What is being asked.
Would you transcribe word for word every line from the one containing "Q: Locate the white flagpole" to the end of the data, both ends included, and leave out the rest?

___ Data shown

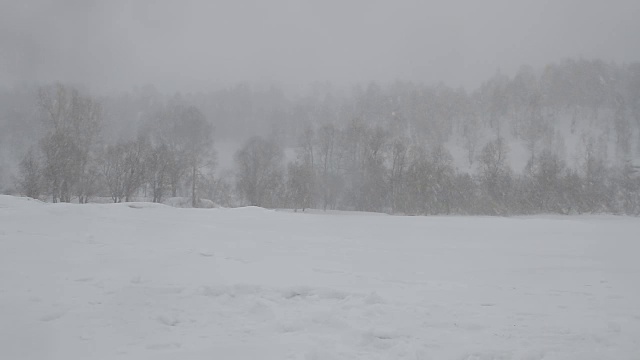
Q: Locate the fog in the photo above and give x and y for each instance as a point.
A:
(197, 44)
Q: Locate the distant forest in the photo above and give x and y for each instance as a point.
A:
(562, 139)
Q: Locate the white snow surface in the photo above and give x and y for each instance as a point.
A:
(146, 281)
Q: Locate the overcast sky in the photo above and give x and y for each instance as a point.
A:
(194, 44)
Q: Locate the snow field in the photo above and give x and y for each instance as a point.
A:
(146, 281)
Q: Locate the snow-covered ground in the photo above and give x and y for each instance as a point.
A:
(144, 281)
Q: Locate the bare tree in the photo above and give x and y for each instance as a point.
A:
(73, 126)
(259, 173)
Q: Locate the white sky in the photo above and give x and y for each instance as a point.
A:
(195, 44)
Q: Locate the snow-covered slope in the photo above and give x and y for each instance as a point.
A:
(143, 281)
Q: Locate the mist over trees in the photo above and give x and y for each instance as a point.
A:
(563, 139)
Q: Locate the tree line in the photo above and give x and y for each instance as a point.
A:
(380, 148)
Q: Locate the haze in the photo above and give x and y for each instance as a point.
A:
(197, 44)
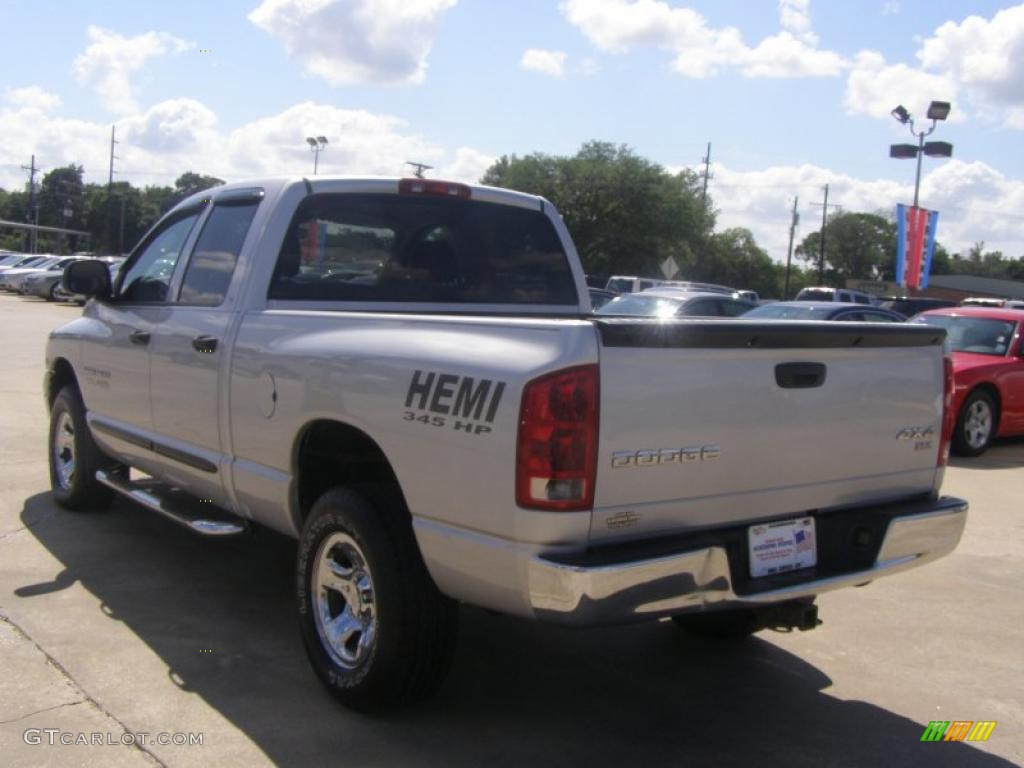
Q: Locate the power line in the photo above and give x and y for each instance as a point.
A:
(706, 175)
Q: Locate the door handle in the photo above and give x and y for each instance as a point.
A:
(205, 344)
(800, 375)
(139, 337)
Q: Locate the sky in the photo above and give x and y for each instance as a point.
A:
(792, 95)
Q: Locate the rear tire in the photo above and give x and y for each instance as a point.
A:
(75, 457)
(976, 424)
(378, 632)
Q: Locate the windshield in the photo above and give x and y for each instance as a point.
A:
(790, 311)
(643, 306)
(974, 334)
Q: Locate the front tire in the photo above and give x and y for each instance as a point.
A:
(75, 457)
(377, 631)
(976, 424)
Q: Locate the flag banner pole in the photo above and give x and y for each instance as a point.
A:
(900, 244)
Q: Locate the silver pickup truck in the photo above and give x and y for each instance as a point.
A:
(404, 376)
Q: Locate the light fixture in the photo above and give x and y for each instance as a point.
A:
(902, 152)
(901, 114)
(938, 111)
(938, 148)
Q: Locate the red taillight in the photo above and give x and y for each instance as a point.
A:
(948, 415)
(556, 460)
(433, 186)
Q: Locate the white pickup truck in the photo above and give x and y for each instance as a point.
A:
(404, 376)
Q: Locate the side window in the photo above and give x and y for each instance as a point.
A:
(148, 276)
(733, 308)
(212, 263)
(701, 308)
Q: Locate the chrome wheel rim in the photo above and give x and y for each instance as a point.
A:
(344, 605)
(978, 424)
(64, 450)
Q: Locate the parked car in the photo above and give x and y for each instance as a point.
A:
(17, 283)
(10, 279)
(44, 283)
(824, 293)
(459, 428)
(12, 262)
(668, 303)
(910, 305)
(988, 372)
(830, 310)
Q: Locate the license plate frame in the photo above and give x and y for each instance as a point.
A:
(781, 546)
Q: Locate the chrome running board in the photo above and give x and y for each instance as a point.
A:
(176, 505)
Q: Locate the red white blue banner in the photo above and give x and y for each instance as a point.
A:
(914, 245)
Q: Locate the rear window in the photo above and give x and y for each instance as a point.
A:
(414, 249)
(788, 311)
(815, 294)
(978, 335)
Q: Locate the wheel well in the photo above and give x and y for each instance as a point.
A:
(331, 454)
(61, 374)
(993, 392)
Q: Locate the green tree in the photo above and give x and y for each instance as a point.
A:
(858, 246)
(189, 183)
(625, 213)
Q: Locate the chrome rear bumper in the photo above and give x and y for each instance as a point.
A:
(583, 594)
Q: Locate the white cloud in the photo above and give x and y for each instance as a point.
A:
(468, 166)
(182, 134)
(975, 203)
(987, 56)
(551, 62)
(355, 41)
(701, 50)
(785, 55)
(979, 60)
(32, 97)
(107, 65)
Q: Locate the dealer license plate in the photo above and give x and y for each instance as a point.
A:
(781, 546)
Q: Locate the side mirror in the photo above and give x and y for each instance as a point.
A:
(90, 278)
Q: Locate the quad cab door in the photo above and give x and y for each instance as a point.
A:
(188, 352)
(115, 374)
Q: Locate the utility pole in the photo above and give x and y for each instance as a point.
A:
(788, 256)
(707, 176)
(33, 206)
(824, 220)
(110, 193)
(419, 168)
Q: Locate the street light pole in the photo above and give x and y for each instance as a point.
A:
(316, 145)
(937, 111)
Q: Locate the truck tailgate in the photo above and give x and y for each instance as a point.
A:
(710, 424)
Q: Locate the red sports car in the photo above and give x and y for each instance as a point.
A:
(988, 373)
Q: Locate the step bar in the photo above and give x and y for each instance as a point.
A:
(175, 505)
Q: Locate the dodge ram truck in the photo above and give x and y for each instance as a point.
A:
(404, 376)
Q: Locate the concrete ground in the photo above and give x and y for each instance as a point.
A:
(120, 624)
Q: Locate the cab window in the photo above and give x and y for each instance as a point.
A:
(212, 263)
(148, 276)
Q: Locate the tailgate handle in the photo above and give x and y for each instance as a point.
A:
(800, 375)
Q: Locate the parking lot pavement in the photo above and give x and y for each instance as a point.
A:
(122, 625)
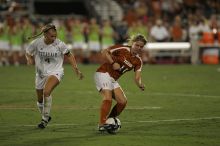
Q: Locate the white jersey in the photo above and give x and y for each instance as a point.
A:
(48, 58)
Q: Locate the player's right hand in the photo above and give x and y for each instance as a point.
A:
(30, 62)
(116, 66)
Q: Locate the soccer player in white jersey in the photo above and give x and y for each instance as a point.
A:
(47, 52)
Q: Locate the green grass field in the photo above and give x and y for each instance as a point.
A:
(180, 107)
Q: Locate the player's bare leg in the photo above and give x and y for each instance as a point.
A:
(50, 84)
(121, 100)
(105, 108)
(40, 103)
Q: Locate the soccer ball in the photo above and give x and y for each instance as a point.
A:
(115, 124)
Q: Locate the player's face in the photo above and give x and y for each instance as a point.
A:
(137, 47)
(50, 36)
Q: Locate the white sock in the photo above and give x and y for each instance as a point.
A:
(40, 107)
(47, 107)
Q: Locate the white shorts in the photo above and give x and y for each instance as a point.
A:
(94, 46)
(79, 45)
(104, 81)
(41, 80)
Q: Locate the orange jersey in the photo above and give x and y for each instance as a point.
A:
(122, 55)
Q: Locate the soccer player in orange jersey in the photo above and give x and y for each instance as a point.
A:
(119, 59)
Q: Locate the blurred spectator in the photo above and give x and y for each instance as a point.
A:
(176, 30)
(94, 35)
(159, 32)
(107, 34)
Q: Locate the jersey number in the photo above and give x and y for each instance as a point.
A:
(123, 69)
(47, 60)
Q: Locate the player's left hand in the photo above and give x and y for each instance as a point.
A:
(79, 74)
(142, 87)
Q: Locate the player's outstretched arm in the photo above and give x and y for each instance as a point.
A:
(29, 59)
(138, 80)
(73, 63)
(106, 53)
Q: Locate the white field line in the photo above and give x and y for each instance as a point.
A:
(148, 93)
(150, 121)
(14, 107)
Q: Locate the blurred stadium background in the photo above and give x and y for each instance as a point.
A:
(179, 31)
(180, 106)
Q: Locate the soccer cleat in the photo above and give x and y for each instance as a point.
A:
(104, 127)
(44, 123)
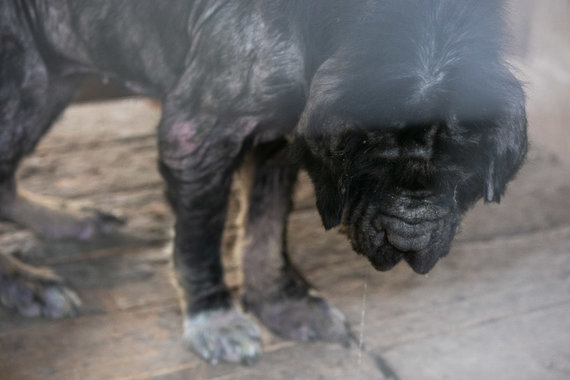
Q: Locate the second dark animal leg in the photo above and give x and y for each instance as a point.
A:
(273, 289)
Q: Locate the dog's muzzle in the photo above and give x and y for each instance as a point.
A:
(419, 231)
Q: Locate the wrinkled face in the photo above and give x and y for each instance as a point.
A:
(399, 192)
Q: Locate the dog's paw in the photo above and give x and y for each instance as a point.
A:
(223, 335)
(305, 319)
(97, 224)
(38, 297)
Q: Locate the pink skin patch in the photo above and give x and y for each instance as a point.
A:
(181, 139)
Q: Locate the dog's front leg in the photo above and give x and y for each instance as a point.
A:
(197, 159)
(273, 289)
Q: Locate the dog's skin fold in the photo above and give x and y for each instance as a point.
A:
(404, 113)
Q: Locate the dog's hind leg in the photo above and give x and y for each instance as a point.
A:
(273, 289)
(30, 99)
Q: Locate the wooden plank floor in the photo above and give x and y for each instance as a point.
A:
(497, 307)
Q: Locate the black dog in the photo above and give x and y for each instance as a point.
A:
(403, 112)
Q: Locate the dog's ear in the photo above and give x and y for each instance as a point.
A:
(329, 191)
(509, 145)
(330, 197)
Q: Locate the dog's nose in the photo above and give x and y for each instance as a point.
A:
(404, 236)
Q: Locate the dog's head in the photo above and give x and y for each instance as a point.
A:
(397, 154)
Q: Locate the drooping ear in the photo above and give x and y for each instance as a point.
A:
(510, 145)
(329, 191)
(330, 198)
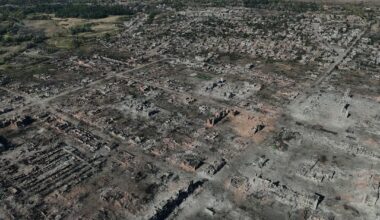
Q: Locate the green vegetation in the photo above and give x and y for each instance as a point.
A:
(88, 11)
(283, 5)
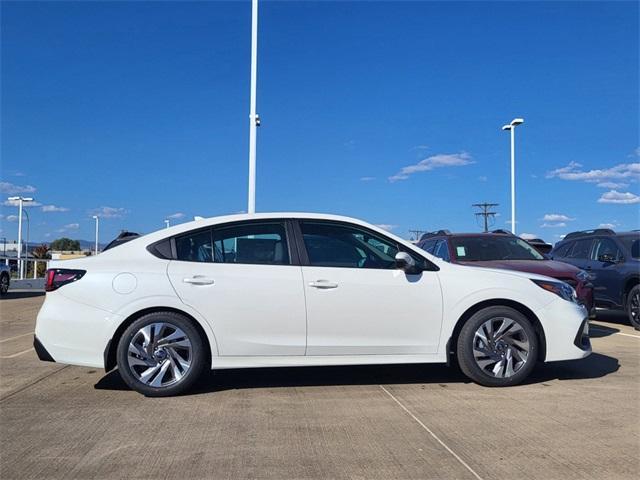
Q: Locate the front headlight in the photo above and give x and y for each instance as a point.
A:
(563, 290)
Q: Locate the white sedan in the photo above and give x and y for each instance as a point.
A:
(297, 289)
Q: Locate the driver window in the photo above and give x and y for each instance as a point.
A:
(338, 245)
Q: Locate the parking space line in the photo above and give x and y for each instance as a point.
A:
(419, 422)
(18, 354)
(17, 336)
(596, 327)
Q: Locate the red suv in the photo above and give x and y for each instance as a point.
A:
(504, 250)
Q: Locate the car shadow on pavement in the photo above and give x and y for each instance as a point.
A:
(594, 366)
(13, 295)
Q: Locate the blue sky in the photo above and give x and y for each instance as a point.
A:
(389, 112)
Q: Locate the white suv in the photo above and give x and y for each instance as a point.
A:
(297, 289)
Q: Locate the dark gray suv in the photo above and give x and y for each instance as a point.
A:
(613, 260)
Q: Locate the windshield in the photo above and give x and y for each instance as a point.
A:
(493, 247)
(632, 242)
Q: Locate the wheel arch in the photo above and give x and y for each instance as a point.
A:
(110, 357)
(497, 302)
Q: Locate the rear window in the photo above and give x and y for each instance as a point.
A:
(632, 242)
(580, 249)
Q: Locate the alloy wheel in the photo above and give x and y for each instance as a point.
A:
(501, 347)
(634, 308)
(159, 354)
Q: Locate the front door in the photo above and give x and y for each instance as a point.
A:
(241, 278)
(358, 302)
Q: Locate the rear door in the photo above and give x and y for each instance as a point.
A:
(606, 265)
(580, 254)
(244, 279)
(358, 302)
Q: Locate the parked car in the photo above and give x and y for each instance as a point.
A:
(5, 278)
(266, 290)
(613, 260)
(502, 249)
(540, 245)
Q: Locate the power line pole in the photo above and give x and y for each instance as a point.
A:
(485, 213)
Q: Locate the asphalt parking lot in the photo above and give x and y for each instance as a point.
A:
(572, 420)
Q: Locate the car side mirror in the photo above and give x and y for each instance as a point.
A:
(407, 263)
(607, 258)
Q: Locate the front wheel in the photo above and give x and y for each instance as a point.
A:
(497, 347)
(633, 307)
(160, 354)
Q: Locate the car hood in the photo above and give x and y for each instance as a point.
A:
(548, 268)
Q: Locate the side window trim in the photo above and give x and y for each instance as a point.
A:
(290, 238)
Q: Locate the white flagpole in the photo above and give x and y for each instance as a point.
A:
(253, 117)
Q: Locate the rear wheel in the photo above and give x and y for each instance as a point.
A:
(633, 307)
(497, 347)
(4, 283)
(160, 354)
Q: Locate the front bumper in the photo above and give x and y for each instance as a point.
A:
(565, 326)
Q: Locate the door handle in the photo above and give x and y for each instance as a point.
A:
(198, 280)
(323, 284)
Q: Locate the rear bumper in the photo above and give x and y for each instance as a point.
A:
(71, 332)
(42, 352)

______

The completed task.
Q: Locate the white flagpole in the photo above and give x and y for each instance as a point.
A:
(253, 117)
Q: Locate the rear wheel in the photo above and give x and y for each instance as a point.
A:
(633, 307)
(497, 347)
(4, 283)
(160, 354)
Q: Locate the front bumper in the photo above and give x and y for each instance as a point.
A:
(565, 326)
Q: Locate the door handle in the photo above and give x and y for each instance as a point.
A:
(198, 280)
(323, 284)
Q: Locate the rear bumper in the photo above and give x and y for each instance as a point.
A:
(71, 332)
(42, 352)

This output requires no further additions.